# Job A
Update the Gary Stewart obituary from "Country Singer Stewart" up to and including "he was fifty-eight.", replacing "fifty-eight" with "58".
# Job B
According to the Gary Stewart obituary, where was Stewart born?
# Job C
Proceed with the Gary Stewart obituary from the point where it stops.

Country Singer Stewart Dead
Though country singer Gary Stewart will likely be best remembered
for one of the best country song titles of all time, “She’s Actin’
Single (I’m Drinking Doubles),” his real legacy will be as part of
a Seventies vanguard that put a rock & roll edge back into
country music during a period when it had gone soft. Stewart was
found dead of an apparent self-inflicted gunshot wound on Tuesday
at his home in Ft. Pierce, Florida; he was fifty-eight.
Born in Letcher County, Kentucky, on May 28, 1945, Stewart’s
family moved to Ft. Pierce when he was a child, after his father
was injured in a mining accident. He was living in Ft. Pierce in
the mid-Sixties when he started singing country music in local
nightclubs. Stewart and Bill Eldridge, a local cop, began writing
original material together and with some encouragement from Mel
Tillis, they had several tunes covered successfully by Nashville
hitmakers including Del Reeves and Billy Walker.
Stewart then moved to Nashville where he worked at famed
producer Owen Bradley’s studio, Bradley’s Barn. His career took off
with the 1975 release of Out of Hand, on which Stewart
perfected his own brand of honky-tonk that was informed by blues,
soul and southern rock. With his barroom whelp and raucous musical
approach, Stewart sounded like nobody else in Nashville, closer in
spirit to Jerry Lee Lewis (whose voice his own echoed) than the
countrypolitan sounds produced in Music City at the time. And the
songs were unrepentant reports from the frontline of the barroom:
“Whisky Trip,” “Drinkin’ Thing,” “An Empty Glass,” “Single Again.”
The title track from Out of Hand earned Stewart a Number
Four country single and “She’s Actin’ Single” reached the top of
the chart.

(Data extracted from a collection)
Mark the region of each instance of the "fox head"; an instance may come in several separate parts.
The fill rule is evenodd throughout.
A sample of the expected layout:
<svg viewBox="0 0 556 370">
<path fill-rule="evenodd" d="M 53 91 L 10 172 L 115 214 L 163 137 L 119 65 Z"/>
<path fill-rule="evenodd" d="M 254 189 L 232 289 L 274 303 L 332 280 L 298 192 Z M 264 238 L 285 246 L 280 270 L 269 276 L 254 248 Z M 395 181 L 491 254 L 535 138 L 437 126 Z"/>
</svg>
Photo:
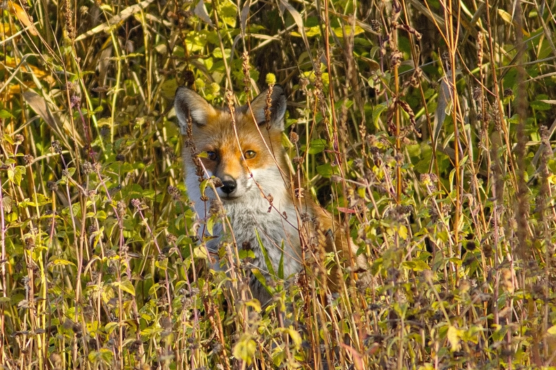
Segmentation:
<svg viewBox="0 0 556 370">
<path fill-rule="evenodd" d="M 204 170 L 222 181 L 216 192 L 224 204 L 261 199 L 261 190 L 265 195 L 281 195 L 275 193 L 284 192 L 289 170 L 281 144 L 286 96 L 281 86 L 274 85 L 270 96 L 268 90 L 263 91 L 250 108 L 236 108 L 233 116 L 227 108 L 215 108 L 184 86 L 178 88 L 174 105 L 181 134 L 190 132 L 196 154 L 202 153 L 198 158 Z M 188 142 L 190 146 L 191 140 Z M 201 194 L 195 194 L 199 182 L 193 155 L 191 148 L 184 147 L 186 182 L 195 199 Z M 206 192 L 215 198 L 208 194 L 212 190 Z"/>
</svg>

==

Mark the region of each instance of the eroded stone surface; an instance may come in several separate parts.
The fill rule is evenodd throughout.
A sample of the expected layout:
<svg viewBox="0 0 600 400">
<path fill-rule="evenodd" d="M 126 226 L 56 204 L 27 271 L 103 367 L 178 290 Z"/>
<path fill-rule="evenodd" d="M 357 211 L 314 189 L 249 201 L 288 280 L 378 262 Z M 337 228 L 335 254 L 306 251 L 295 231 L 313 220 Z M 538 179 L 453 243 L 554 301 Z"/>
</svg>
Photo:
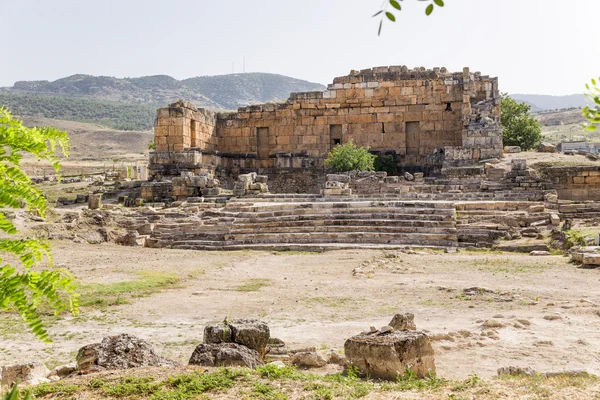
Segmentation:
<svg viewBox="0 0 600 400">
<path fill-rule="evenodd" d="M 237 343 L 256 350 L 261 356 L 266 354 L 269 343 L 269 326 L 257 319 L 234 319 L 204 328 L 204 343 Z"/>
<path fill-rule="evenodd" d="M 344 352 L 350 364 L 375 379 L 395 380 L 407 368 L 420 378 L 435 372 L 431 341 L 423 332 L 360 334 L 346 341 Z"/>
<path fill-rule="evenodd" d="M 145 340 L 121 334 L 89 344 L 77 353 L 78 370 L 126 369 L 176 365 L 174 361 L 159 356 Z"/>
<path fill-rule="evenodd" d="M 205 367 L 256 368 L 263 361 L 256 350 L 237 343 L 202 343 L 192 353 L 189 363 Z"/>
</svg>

# Written answer A
Country Singer Stewart Dead
Though country singer Gary Stewart will likely be best remembered
for one of the best country song titles of all time, “She’s Actin’
Single (I’m Drinking Doubles),” his real legacy will be as part of
a Seventies vanguard that put a rock & roll edge back into
country music during a period when it had gone soft. Stewart was
found dead of an apparent self-inflicted gunshot wound on Tuesday
at his home in Ft. Pierce, Florida; he was 58.

# Written answer B
In Letcher County, Kentucky.

# Written answer C
“She’s Actin’ Single” made for a confused legacy for Stewart.
The Nashville humor in the title only covers the song’s gutbucket
despair until one hears the lyrics that include lines like, “The
truth is, I’m not man enough to stop her from doing me wrong . . .
my heart is breaking like tiny bubbles. She’s actin’ single, I’m
drinking doubles.”
Stewart continued to be successful throughout the Seventies, and
he inspired a new generation of back-to-basics neo-trads like Steve
Earle and Dwight Yoakam in the Eighties. He released five
low-profile albums between 1980 and 2000, and in 1988, Stewart’s
career was revived by Hightone Records, which reissued some of his
older material and also put his newer recordings into record
stores. The label issued The Best of the High Tone Years
in 2002, and this year Stewart released Live at Billy Bob’s
Texas.
Stewart’s life almost seemed to write its own song. He
reportedly battled alcohol abuse in the late Seventies and early
Eighties. Fifteen years ago, his son shot and killed himself,
followed by the death of his wife of more than four decades.
Stewart is survived by a daughter.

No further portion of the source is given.